- Challenge -
From the items below, copy out each line that contains the word "metal".

-- START --

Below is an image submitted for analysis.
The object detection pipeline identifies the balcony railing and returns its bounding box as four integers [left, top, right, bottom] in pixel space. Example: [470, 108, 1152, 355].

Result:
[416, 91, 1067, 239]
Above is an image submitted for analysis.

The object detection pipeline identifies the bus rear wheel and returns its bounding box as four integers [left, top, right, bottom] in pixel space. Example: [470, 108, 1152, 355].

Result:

-- END --
-- START --

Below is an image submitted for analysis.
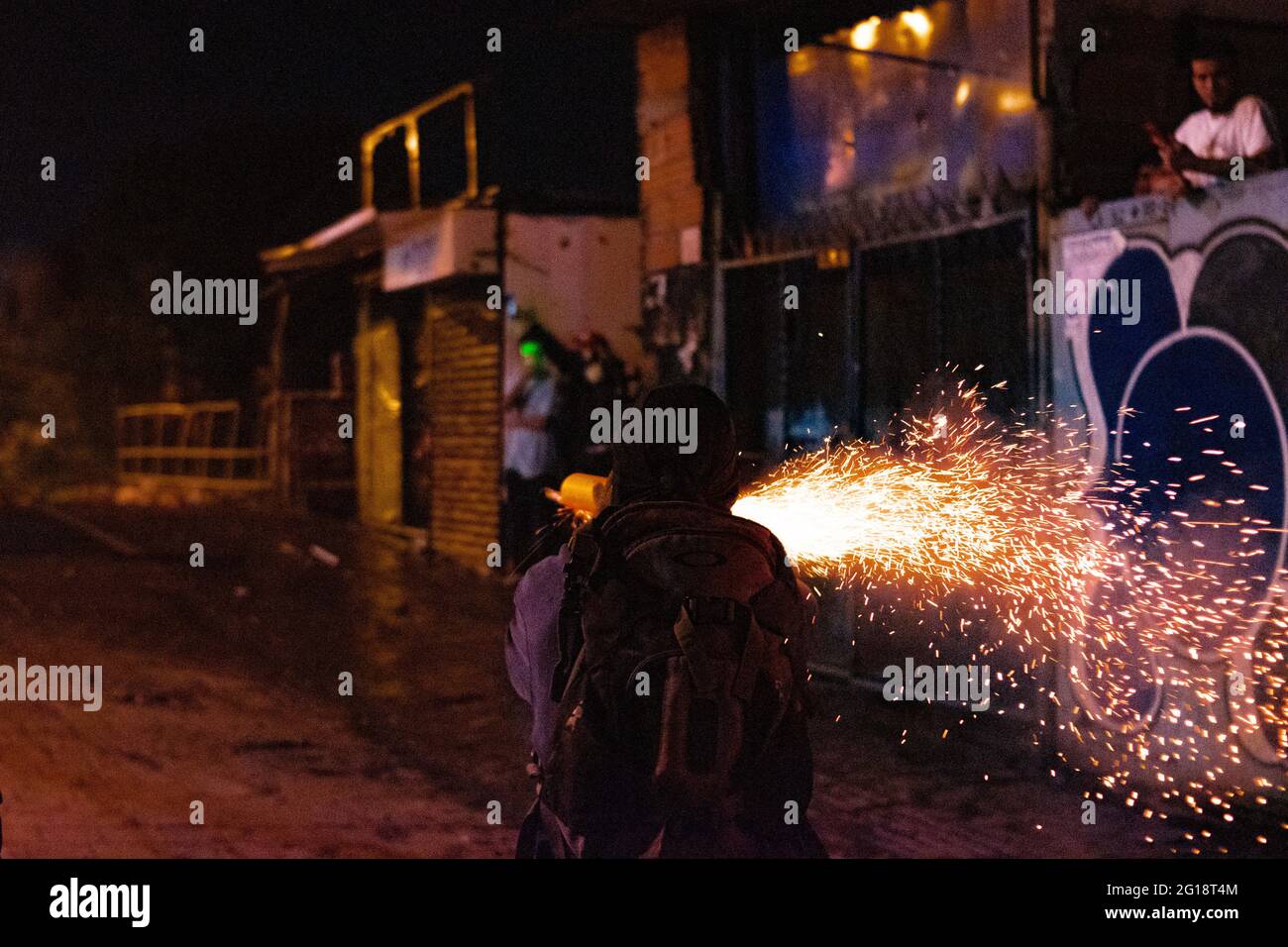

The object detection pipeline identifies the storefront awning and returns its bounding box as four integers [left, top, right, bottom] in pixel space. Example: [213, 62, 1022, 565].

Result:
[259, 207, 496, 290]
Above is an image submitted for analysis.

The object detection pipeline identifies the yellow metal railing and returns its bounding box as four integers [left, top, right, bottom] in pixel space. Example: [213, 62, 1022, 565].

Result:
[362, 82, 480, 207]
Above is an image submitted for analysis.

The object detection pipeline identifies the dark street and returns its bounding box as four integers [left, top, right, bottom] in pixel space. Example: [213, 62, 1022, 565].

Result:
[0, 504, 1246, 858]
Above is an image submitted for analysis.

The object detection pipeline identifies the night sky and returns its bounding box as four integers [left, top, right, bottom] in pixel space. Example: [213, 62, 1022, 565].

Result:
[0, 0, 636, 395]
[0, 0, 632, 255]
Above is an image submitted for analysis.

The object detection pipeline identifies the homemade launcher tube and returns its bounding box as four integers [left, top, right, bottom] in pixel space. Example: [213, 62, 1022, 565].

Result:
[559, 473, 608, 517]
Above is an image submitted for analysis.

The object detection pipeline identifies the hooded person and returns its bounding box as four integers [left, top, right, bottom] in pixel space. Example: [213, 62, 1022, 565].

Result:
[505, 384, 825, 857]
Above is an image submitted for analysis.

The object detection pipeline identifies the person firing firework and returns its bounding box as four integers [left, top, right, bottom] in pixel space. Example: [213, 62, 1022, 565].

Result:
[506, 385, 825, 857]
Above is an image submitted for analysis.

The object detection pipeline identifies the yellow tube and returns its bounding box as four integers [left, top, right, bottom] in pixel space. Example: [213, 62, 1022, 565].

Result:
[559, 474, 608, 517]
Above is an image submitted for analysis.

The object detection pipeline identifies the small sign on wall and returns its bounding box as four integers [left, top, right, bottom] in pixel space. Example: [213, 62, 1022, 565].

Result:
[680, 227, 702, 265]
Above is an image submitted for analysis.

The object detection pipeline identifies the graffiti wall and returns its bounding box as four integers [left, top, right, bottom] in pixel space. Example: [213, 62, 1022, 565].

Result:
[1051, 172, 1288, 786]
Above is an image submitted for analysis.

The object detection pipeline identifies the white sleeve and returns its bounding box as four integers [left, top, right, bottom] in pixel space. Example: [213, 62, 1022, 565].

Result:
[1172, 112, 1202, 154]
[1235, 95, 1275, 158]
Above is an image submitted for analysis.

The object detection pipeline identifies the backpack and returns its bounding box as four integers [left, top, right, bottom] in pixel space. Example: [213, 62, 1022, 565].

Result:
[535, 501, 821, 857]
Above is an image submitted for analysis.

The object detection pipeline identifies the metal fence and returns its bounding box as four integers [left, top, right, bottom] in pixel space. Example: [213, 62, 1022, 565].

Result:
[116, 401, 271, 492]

-- END --

- Exercise response -
The object detection pipeline identifies the yellow metal railing and returns its bounding box as four integers [left, top, right, bottom] in pixel space. Example: [213, 62, 1022, 565].
The object detection pipeline identifies the metal fence and returns its bounding box as four integers [left, top, right, bottom] in pixel space. Example: [213, 62, 1022, 565].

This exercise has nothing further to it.